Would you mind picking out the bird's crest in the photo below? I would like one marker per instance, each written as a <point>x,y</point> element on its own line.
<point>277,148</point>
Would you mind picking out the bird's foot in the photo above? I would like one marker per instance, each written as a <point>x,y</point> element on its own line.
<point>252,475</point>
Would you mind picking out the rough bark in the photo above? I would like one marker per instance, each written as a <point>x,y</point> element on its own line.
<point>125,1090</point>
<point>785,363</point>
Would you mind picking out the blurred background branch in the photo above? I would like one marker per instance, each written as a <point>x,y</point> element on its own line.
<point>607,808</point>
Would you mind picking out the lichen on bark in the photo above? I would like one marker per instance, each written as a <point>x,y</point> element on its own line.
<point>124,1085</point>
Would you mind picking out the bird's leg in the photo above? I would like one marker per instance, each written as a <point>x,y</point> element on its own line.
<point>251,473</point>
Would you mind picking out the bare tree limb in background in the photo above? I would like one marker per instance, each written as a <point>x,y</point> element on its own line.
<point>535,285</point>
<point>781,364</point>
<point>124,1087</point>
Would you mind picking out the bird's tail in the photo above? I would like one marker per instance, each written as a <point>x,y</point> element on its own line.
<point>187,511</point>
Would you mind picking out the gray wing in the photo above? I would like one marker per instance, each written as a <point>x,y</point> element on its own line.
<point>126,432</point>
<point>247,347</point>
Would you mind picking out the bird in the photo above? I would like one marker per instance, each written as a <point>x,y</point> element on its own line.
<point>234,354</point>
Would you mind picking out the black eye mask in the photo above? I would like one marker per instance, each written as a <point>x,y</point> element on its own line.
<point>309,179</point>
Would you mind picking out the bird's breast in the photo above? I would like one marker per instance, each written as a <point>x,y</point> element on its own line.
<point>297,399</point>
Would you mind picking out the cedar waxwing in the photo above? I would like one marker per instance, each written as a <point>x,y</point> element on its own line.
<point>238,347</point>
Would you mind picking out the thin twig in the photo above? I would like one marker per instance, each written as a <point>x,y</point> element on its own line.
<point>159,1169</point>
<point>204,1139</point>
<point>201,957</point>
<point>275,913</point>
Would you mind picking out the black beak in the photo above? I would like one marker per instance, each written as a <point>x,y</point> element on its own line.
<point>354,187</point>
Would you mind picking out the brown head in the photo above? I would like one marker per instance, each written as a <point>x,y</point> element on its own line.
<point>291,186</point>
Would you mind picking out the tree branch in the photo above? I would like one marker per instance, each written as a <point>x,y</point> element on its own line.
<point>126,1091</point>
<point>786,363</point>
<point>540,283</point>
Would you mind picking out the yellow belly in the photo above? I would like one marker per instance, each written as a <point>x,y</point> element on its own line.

## Task statement
To complete this exercise, set down every line above exactly once more.

## Result for this exercise
Would you mind picking out the bird's crest in the photo below? I would like one marker per instance, each written as a <point>x,y</point> element on its own line.
<point>277,148</point>
Would you mind picking out the bird's foot in the photo above? I would like one marker per instance, each written as a <point>x,y</point> element on its own line.
<point>252,475</point>
Would you mind picking out the rough bark in the photo above? I would like one marker per instance, each written as a <point>x,y</point> element on its own line.
<point>125,1090</point>
<point>785,363</point>
Would you mind picking out the blurred background branch in the photo above? I would like one marker per instance, each written as a <point>x,y</point> element on its own line.
<point>607,808</point>
Would you mind picking out the lichen on bark in the photo above? I would like one marker per instance, each written as a <point>x,y</point> element on its own line.
<point>124,1085</point>
Would you mind picking out the bird's leg in the photo above? I would like one marker per instance, each written as a <point>x,y</point> element on its own line.
<point>251,473</point>
Would you mind picking out the bare tree limb in background in the photo above? I would like one marker per instance, each written as a <point>x,y</point> element on its own line.
<point>535,285</point>
<point>781,364</point>
<point>124,1087</point>
Would you mind picking out the bird's tail in the photo above? I would like one marker per instance, each written as a <point>x,y</point> element on its own line.
<point>187,511</point>
Would you mind picking out the gray wing in the photo above? I would like one marker per instance, each written as a <point>x,y</point> element on its own line.
<point>126,432</point>
<point>247,347</point>
Would you mind picking out the bird in the photo above? I would like one marker per instance, each written as a <point>x,y</point> element on its own line.
<point>234,354</point>
Would you mind picking out the black eye mask in the photo above? I would like one marker per instance, each written as a <point>x,y</point> element on its own line.
<point>309,179</point>
Would you mind picking out the bird's breast in the photo above? I would like one marker per instance, each written as a <point>x,y</point> element on its own line.
<point>297,399</point>
Would you mind picking out the cedar waxwing in the photo above? I would like one marker per instance, each written as a <point>x,y</point> element on its own line.
<point>238,347</point>
Would you mind picking out the thin twig in the photo above? I would like one marker per instance, each written as a <point>x,y</point> element on its own line.
<point>159,1169</point>
<point>204,1139</point>
<point>201,957</point>
<point>275,913</point>
Would you mind picking out the black beak in the photo above? I would like one marker per instance, each written as a <point>x,y</point> element on its own line.
<point>354,187</point>
Would you mind picking out the brown head in the photo above? I would like one marker per instance, each written as a <point>x,y</point> element on its own line.
<point>291,186</point>
Would you mind picking out the tree branch in the photo above? I would like one marker per instance, each written as a <point>x,y</point> element on its own line.
<point>126,1091</point>
<point>786,363</point>
<point>540,283</point>
Would you mind picking out the yellow belly in the photo above? I would like one marker per instance, each written as a <point>x,y</point> element on its own line.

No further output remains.